● Trecho da página:
ANÁLISE DA ESCALA DE MENSURAÇÃO DA ZONA DE TOLERÂNCIA

A aplicação do questionário de mensuração da zona de tolerância foi feita por meio de uma coleta dos dados efetuada por via postal, em Porto Alegre, RS, com questionários enviados para o endereço residencial de cada cliente, selecionado a partir de listas fornecidas por empresas de cinco setores de serviços: locação de automóveis, revenda de automóveis, seguro de vida, telefonia fixa e transporte aéreo. Cada questionário foi acompanhado de carta de apresentação e de envelope de retorno, endereçado e com porte pago. No final, foram tratados 331 questionários, que representaram uma taxa de retorno de 31,9%.

Para a análise da escala proposta, inicialmente examinou-se a sua dimensionalidade mediante uma análise fatorial exploratória, tentando-se identificar a estrutura de fatores comuns que reagrupa as variáveis iniciais desta pesquisa. Seguindo a mesma linha adotada pela maioria das pesquisas sobre qualidade de serviços, esta análise foi efetuada ao nível dos setores de serviços.

● Lista de tarefas:
**A.** No trecho sobre a escala da zona de tolerância, qual foi a taxa de retorno dos questionários?
**B.** Transcreva do trecho sobre a escala da zona de tolerância a passagem de "Para a análise" a "setores de serviços.".
Responda com base apenas no trecho.

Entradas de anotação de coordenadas
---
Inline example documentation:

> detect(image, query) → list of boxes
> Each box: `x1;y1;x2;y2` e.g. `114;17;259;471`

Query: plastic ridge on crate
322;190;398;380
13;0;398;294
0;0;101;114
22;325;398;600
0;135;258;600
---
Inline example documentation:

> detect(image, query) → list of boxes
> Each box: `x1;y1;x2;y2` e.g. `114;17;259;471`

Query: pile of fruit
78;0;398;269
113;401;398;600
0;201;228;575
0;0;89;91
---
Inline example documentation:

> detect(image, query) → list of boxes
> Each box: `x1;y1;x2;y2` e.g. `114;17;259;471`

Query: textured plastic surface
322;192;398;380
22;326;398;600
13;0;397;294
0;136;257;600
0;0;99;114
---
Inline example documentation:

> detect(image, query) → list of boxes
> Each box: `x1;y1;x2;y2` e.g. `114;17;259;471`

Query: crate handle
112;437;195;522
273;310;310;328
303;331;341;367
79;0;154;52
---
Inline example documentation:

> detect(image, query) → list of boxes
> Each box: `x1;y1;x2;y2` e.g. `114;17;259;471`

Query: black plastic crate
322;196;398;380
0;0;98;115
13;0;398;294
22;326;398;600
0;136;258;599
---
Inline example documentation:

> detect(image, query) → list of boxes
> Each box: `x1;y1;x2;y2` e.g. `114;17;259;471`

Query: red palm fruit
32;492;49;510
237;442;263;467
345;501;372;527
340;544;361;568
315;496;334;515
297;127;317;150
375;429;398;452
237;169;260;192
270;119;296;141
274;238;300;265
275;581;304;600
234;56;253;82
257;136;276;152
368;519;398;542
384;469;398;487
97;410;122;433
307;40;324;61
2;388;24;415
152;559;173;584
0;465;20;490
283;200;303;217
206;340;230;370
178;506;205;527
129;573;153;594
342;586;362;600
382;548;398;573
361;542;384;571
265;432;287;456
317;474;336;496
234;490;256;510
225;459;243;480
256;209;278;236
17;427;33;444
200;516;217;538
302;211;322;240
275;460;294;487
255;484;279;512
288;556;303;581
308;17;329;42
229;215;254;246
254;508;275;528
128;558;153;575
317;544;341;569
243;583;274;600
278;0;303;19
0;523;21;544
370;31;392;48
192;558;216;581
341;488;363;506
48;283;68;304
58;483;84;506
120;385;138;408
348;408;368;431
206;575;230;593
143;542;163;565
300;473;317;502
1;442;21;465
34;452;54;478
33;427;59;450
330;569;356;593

● Soluções por tarefa:
**A.** A taxa de retorno foi de 31,9%.

**B.**
Para a análise da escala proposta, inicialmente examinou-se a sua dimensionalidade mediante uma análise fatorial exploratória, tentando-se identificar a estrutura de fatores comuns que reagrupa as variáveis iniciais desta pesquisa. Seguindo a mesma linha adotada pela maioria das pesquisas sobre qualidade de serviços, esta análise foi efetuada ao nível dos setores de serviços.